[begin Extracted material]

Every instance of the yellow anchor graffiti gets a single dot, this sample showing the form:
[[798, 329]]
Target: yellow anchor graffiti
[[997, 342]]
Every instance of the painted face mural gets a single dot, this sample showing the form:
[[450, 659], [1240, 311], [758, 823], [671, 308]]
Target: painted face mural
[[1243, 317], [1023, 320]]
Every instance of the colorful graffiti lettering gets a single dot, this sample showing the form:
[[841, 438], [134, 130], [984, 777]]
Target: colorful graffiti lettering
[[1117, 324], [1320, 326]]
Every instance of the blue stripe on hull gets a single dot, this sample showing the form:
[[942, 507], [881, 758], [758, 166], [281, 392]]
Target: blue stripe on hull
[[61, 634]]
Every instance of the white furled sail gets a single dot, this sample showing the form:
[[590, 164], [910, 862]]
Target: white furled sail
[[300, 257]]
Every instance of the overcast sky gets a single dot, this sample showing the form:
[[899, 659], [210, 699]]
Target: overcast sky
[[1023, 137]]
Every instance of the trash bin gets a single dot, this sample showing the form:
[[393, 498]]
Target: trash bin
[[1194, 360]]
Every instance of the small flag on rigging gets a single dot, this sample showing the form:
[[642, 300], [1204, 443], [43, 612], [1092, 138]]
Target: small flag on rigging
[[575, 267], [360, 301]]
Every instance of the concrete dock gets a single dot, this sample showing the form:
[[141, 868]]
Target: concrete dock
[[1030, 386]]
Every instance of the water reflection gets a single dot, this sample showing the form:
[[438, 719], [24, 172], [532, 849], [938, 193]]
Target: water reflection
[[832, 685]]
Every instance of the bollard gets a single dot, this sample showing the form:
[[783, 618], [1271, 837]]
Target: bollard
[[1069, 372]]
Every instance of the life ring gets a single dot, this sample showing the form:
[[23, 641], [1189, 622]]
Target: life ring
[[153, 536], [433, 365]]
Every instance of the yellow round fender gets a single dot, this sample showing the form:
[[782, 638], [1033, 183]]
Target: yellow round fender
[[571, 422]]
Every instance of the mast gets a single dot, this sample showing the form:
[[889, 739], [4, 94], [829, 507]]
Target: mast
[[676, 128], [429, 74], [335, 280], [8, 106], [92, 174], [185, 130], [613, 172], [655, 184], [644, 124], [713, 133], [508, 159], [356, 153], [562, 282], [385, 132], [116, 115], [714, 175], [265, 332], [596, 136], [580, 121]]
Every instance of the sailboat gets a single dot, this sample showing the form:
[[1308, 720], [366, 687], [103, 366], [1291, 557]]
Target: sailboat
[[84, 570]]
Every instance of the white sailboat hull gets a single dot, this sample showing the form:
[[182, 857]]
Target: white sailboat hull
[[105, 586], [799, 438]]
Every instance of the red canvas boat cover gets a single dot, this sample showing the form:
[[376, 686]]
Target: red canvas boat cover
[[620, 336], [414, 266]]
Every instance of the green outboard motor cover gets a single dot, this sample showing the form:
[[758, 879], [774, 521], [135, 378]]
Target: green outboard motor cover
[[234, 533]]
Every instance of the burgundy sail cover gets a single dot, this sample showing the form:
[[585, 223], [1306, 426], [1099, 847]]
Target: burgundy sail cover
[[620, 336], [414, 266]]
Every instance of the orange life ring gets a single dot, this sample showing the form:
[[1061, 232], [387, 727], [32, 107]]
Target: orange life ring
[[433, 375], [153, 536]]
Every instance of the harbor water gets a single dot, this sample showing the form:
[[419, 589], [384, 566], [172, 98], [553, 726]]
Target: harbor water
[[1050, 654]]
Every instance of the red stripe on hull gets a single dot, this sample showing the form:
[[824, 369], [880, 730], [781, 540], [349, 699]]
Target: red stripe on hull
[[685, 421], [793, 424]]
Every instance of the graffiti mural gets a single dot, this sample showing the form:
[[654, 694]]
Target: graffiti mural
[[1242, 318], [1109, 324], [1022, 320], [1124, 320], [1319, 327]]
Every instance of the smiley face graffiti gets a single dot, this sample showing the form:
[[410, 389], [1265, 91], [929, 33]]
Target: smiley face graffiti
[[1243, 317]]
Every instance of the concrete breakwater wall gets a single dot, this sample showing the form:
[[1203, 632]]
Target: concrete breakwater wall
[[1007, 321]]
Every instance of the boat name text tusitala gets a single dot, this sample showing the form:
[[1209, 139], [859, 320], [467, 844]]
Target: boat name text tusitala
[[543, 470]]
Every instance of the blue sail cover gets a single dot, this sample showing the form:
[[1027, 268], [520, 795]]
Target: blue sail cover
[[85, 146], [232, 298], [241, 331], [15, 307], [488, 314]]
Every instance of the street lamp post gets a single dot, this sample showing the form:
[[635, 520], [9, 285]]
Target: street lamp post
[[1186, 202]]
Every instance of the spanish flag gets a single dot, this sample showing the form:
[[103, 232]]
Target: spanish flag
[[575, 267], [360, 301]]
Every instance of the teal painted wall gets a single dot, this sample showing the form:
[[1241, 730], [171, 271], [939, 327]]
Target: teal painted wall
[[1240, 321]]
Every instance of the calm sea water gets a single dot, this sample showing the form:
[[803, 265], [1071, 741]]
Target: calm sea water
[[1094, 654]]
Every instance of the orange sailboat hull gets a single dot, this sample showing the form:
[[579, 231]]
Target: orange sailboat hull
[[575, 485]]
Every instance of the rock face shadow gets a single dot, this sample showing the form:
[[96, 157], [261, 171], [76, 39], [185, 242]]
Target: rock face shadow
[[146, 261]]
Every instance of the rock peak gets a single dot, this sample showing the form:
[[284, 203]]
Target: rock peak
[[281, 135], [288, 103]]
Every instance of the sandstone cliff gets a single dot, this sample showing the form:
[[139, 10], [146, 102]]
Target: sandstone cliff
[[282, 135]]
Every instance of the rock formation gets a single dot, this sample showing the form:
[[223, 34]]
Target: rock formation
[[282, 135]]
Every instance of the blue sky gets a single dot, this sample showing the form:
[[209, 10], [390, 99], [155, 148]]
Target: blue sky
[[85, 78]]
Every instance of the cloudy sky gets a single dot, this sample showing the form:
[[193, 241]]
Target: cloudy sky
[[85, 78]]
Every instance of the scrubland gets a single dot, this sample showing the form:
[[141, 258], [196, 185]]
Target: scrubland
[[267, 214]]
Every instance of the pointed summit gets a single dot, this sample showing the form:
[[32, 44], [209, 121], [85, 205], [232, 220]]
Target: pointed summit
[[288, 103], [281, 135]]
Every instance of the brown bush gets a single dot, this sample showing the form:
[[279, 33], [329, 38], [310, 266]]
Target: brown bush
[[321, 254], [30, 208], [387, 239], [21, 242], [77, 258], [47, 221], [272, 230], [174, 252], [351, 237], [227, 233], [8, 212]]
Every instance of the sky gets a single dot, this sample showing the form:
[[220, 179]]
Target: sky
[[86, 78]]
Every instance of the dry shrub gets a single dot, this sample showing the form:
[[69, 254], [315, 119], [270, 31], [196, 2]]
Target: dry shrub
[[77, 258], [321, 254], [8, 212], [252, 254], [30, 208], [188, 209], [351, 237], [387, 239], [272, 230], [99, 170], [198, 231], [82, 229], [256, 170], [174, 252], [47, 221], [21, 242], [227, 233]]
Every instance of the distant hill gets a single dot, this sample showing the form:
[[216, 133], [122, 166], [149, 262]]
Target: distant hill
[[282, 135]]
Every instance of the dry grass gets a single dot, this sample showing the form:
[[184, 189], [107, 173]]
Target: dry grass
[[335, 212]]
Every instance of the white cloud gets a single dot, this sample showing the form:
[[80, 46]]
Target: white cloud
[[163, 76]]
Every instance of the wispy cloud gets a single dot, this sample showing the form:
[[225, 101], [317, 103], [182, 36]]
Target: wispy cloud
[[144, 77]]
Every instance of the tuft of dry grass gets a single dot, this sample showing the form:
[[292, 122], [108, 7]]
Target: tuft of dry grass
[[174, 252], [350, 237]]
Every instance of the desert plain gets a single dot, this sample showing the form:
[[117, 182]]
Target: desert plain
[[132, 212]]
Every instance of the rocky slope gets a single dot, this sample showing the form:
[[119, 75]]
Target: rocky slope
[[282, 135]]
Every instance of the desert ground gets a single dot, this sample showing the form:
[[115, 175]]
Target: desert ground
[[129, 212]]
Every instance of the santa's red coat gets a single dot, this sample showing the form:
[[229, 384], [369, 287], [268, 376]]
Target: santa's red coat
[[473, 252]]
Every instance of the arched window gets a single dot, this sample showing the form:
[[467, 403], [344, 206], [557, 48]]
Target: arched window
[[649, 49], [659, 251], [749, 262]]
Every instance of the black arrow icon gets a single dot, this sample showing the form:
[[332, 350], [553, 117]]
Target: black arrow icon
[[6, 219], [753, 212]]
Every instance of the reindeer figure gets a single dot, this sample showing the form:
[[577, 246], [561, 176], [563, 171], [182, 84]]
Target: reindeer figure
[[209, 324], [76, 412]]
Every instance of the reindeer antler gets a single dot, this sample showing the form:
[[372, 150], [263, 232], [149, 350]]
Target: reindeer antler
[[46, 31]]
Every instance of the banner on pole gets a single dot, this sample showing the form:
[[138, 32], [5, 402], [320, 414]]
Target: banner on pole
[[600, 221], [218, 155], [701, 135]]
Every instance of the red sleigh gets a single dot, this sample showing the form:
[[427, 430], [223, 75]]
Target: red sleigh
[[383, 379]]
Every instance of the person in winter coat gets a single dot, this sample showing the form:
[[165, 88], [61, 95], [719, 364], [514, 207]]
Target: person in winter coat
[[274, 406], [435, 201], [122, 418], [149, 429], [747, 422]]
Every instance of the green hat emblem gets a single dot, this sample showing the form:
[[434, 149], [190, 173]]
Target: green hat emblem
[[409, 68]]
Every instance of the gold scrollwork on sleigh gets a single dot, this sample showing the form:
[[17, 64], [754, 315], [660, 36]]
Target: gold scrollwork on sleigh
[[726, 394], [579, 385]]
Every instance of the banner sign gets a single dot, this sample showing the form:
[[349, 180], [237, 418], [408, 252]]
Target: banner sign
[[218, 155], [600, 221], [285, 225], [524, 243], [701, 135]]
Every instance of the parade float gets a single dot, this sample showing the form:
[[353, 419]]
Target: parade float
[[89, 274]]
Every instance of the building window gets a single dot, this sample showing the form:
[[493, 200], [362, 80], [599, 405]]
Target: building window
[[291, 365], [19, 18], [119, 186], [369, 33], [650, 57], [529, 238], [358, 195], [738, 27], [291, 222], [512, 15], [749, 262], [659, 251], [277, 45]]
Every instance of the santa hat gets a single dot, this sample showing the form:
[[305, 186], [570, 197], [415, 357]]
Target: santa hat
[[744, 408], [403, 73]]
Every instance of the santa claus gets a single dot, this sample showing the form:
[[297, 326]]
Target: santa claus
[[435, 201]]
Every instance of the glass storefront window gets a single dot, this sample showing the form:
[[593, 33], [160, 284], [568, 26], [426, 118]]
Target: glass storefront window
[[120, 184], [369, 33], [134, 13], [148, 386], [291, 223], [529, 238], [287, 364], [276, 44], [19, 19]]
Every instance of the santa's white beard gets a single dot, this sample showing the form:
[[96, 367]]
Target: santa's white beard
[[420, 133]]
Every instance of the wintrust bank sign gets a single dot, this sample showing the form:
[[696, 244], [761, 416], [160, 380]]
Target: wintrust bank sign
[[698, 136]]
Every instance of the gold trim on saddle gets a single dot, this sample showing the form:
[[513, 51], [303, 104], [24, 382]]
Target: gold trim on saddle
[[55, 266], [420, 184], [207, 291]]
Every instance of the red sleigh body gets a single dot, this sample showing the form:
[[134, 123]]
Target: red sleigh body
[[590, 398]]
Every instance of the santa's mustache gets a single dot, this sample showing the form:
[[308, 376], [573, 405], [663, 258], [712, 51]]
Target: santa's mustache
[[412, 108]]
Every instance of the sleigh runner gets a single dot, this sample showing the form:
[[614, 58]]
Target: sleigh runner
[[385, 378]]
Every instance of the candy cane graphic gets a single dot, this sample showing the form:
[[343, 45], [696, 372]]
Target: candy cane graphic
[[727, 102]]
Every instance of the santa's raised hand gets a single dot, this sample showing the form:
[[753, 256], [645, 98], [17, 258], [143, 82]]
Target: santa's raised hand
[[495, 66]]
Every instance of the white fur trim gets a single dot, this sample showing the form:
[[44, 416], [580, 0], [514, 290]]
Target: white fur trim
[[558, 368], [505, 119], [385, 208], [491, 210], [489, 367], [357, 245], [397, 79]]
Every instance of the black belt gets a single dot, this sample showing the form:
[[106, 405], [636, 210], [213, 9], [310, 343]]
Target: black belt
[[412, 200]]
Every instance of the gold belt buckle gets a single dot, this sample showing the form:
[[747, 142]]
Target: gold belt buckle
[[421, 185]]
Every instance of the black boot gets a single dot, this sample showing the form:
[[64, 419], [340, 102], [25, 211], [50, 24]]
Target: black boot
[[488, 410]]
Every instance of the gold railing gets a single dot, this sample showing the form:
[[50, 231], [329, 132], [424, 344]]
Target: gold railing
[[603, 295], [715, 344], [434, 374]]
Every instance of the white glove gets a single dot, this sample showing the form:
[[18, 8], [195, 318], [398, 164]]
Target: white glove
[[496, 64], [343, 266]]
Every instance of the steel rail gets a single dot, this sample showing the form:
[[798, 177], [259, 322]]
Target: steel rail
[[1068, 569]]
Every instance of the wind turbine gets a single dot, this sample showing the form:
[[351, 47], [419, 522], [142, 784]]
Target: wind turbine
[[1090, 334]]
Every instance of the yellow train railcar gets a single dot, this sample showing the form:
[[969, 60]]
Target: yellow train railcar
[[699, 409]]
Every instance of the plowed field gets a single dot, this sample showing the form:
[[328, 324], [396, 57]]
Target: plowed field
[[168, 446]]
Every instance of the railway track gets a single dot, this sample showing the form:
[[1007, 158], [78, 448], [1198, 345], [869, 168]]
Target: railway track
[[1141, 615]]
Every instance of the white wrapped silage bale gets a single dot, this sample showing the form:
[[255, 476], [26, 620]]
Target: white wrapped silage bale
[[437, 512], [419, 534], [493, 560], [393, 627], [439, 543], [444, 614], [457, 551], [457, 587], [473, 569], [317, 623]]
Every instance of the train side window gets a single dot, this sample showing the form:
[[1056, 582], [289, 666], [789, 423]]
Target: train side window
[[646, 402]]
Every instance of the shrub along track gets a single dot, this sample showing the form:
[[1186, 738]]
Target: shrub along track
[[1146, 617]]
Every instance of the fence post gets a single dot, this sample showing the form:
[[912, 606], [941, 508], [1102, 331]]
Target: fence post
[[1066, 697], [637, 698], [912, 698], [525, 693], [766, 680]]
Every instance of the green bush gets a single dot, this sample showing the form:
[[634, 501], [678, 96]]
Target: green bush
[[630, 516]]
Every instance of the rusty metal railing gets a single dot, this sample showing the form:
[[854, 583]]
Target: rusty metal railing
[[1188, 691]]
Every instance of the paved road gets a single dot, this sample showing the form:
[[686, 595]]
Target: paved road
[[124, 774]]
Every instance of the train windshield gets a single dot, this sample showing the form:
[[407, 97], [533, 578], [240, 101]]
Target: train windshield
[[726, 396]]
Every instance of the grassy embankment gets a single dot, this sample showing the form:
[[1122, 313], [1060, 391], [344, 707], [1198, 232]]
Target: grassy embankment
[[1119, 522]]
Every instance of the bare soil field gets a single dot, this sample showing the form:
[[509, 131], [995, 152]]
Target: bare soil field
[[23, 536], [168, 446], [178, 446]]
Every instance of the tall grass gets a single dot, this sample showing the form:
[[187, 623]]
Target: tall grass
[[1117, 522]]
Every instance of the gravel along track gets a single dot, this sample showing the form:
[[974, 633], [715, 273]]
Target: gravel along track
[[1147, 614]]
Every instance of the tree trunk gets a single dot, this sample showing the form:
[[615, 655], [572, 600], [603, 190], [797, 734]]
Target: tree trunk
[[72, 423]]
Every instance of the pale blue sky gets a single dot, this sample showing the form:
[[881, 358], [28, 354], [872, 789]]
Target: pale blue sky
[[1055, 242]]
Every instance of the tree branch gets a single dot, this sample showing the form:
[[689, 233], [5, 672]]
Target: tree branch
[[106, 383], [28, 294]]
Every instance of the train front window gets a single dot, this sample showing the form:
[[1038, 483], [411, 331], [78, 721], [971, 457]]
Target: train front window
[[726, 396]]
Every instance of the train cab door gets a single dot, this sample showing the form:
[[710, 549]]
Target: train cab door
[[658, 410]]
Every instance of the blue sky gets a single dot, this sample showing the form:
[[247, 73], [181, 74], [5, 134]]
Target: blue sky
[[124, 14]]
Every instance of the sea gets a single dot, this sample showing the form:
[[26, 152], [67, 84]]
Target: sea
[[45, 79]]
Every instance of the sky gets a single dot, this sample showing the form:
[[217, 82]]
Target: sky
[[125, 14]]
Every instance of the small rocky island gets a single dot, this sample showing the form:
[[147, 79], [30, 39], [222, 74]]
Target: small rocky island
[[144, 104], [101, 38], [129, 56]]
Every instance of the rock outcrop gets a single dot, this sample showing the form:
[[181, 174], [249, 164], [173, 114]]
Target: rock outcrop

[end Extracted material]

• **To be done**: Extract everything from the first line of the entries down to the line containing "[[1117, 324], [1320, 326]]", including both of those lines, and reproduce it character for character.

• **Problem solution**:
Every instance of the yellow anchor graffiti gets a single dot, this sample showing the form:
[[798, 329]]
Target: yellow anchor graffiti
[[997, 342]]
Every instance of the painted face mural gets a single dot, this sample showing the form:
[[450, 659], [1240, 311], [758, 823], [671, 308]]
Target: painted face mural
[[1243, 317], [1023, 320]]
Every instance of the colorful graffiti lettering gets a single dot, this sample showing the form:
[[841, 438], [134, 130], [984, 777]]
Target: colorful graffiti lettering
[[1117, 324], [1320, 326]]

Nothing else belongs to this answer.